= Requirement =
Copy the lines below word for word, leaving out the pictures.

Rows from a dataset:
☆ ☆ ☆ ☆ ☆
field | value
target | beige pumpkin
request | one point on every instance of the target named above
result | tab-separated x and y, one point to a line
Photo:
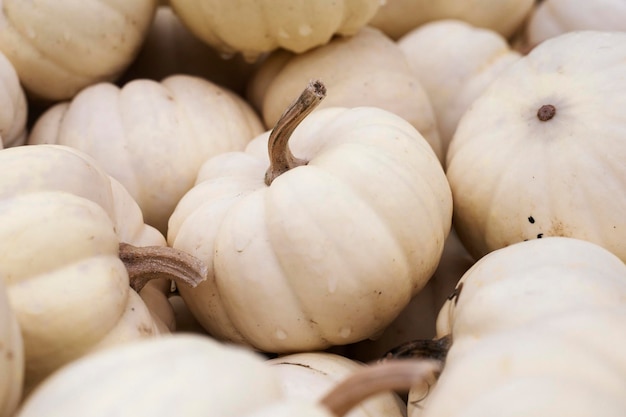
545	314
256	27
540	153
398	17
151	136
554	17
367	69
14	106
11	357
300	239
455	61
170	48
58	48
☆ ☆ ☆ ☆ ☆
= Result of this exercise =
field | value
target | beige pumpkin
request | one point on every instance of the target named above
result | tab-separated x and y, one point to a line
Photo:
545	314
256	27
540	153
398	17
151	136
554	17
367	69
14	106
11	357
300	239
455	61
170	48
58	48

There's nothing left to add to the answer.